TEXT EXCERPT:
START
6) I understand that I have the right to copies of any analysis performed on sample(s) taken during the inspection and that the department would provide copies of this analysis at the department’s expense.
7) I understand that each person interviewed during the inspection will be informed that their statements may be included in the inspection report.
8) I understand that each person whose conversation will be tape-recorded during the inspection will be informed that the conversation is being taped-recorded.
9) I understand that if an administrative order is issued or a permit decision is made based on the results of the inspection, I have the right to appeal that administrative order or permit decision. I understand that my administrative hearing rights are set forth in A.R.S § 49-482, §49-498 et seq. and Maricopa County Air Pollution Control Regulation IV, Rule 400. If I have any questions concerning my rights to appeal an administrative order or permit decision, I may contact the department’s Ombudsman at 602-506-1813.
10) I understand that the issuance of a Notice to Comply or a Notice of Violation is not appealable. I understand that if I have any questions or concerns about this inspection, or I wish to dispute the inspection finding, I may contact the department’s Ombudsman at 602-506-1813.
END
THE INPUT:
START
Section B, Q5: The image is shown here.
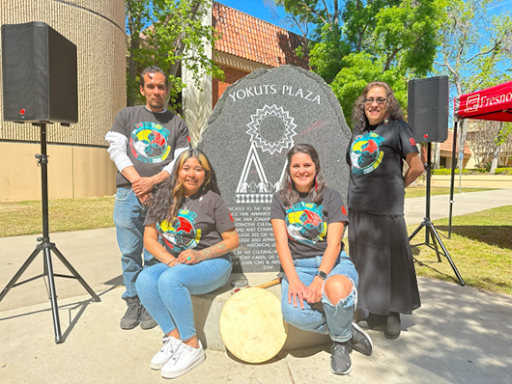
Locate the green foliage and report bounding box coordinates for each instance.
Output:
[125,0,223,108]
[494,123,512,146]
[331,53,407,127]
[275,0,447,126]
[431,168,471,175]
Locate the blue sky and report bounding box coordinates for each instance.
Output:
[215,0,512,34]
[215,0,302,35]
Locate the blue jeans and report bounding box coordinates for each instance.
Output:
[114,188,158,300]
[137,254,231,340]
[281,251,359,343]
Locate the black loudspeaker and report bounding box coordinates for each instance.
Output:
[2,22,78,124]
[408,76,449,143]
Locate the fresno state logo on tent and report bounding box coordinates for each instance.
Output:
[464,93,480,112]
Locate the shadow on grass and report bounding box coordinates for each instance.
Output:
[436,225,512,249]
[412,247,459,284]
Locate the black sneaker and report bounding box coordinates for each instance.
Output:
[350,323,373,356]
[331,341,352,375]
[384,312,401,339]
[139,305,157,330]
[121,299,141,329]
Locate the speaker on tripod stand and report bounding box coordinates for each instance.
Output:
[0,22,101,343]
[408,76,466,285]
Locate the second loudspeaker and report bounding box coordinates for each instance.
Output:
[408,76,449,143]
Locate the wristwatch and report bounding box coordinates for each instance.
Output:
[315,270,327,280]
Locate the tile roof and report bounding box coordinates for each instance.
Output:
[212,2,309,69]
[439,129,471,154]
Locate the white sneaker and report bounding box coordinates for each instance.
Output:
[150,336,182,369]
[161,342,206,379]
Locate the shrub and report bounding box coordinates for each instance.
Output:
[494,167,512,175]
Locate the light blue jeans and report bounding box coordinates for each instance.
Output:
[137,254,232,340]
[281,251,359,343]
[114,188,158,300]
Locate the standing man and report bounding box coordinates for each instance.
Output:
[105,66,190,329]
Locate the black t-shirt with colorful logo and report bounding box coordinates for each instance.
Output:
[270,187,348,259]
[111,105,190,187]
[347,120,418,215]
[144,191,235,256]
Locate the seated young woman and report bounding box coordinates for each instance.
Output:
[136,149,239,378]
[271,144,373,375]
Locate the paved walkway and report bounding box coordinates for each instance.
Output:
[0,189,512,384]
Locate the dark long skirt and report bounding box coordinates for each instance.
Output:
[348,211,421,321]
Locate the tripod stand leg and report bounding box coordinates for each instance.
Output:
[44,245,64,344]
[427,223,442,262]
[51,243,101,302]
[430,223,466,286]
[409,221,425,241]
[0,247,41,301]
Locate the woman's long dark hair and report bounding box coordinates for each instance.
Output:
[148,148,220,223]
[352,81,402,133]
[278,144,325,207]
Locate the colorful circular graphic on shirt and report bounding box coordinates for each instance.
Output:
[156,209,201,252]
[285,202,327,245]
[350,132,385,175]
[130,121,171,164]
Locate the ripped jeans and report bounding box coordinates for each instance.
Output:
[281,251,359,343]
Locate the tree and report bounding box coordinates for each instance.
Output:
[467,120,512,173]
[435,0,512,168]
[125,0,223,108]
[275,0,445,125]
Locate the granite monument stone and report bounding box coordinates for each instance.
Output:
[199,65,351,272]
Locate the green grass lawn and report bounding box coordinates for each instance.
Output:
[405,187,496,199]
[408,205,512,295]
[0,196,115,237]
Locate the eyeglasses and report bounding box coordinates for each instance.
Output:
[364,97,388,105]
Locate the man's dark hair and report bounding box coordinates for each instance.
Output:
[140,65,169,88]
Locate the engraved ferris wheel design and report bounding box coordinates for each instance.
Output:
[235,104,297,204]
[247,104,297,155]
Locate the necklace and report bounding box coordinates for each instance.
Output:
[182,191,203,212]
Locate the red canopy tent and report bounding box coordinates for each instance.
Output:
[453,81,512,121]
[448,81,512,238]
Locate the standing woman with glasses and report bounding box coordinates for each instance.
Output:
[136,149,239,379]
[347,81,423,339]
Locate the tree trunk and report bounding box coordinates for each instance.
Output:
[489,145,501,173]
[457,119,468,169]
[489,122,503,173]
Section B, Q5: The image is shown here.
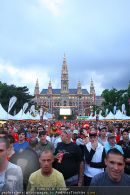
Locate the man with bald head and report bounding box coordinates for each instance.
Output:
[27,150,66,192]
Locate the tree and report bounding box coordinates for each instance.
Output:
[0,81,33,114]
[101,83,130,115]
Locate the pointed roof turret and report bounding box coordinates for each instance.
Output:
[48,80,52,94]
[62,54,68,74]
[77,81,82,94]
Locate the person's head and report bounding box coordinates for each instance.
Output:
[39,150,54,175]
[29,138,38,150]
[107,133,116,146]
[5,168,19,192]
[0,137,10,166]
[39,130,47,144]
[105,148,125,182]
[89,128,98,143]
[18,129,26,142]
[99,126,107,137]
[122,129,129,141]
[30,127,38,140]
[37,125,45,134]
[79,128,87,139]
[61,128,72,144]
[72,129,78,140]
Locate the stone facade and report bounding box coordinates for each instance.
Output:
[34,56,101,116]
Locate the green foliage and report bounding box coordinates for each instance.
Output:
END
EXERCISE TASKS:
[1] List every legal provision that the inspection rights text cites as setting forth administrative hearing rights.
[2] Duplicate part of the records verbatim. Start at the line containing "Locate the white" and end after the line containing "[199,65,351,272]", with both of those lines included.

COMPLETE ANSWERS:
[1]
- A.R.S § 49-482
- §49-498 et seq.
- Maricopa County Air Pollution Control Regulation IV, Rule 400

[2]
Locate the white sneaker and report bounding box coordinates for each instance.
Output:
[150,336,182,369]
[161,342,206,379]
Locate the shrub and report bounding box coordinates for each instance.
Output:
[494,167,512,175]
Locate the light blue jeans and report bounding box coordinates for each instance.
Output:
[137,254,232,340]
[281,251,359,343]
[114,188,158,300]
Locate the standing man and report bounding box coordinates for each instance.
Output:
[105,66,190,329]
Locate the black t-shirt with colorful logo and report bounding box coordinates for each instance.
Output:
[270,187,348,259]
[111,105,190,187]
[347,120,418,215]
[144,191,235,256]
Locate the seated young woman and report bounding box coordinates for each instance.
Output:
[136,149,239,378]
[271,144,373,375]
Locate the paved walkway and report bounding box coordinates for each instance.
Output:
[0,189,512,384]
Locate the dark long skirt and report bounding box coordinates for each instance.
Output:
[348,211,421,321]
Locate the tripod stand leg and report bounding box coordinates for each instance.
Output:
[44,245,64,344]
[427,223,442,262]
[51,243,101,302]
[430,223,466,286]
[409,221,425,241]
[0,247,41,301]
Locate the woman's long dark hair and report bounding box coordinates for each instance.
Output:
[148,148,220,223]
[352,81,402,133]
[278,144,325,207]
Locate the colorful circular graphic on shirt and report bounding box coordinates for each instance.
Output:
[156,209,201,252]
[285,202,327,245]
[350,132,385,175]
[130,121,171,164]
Locate the ripped jeans and report bounding box coordinates for each instance.
Output:
[281,251,359,343]
Locate the tree and report bounding box coordinates for each instance.
Output:
[467,120,512,173]
[435,0,512,168]
[125,0,223,108]
[275,0,445,125]
Locate the granite monument stone and report bounding box coordinates for each instance.
Output:
[199,65,351,272]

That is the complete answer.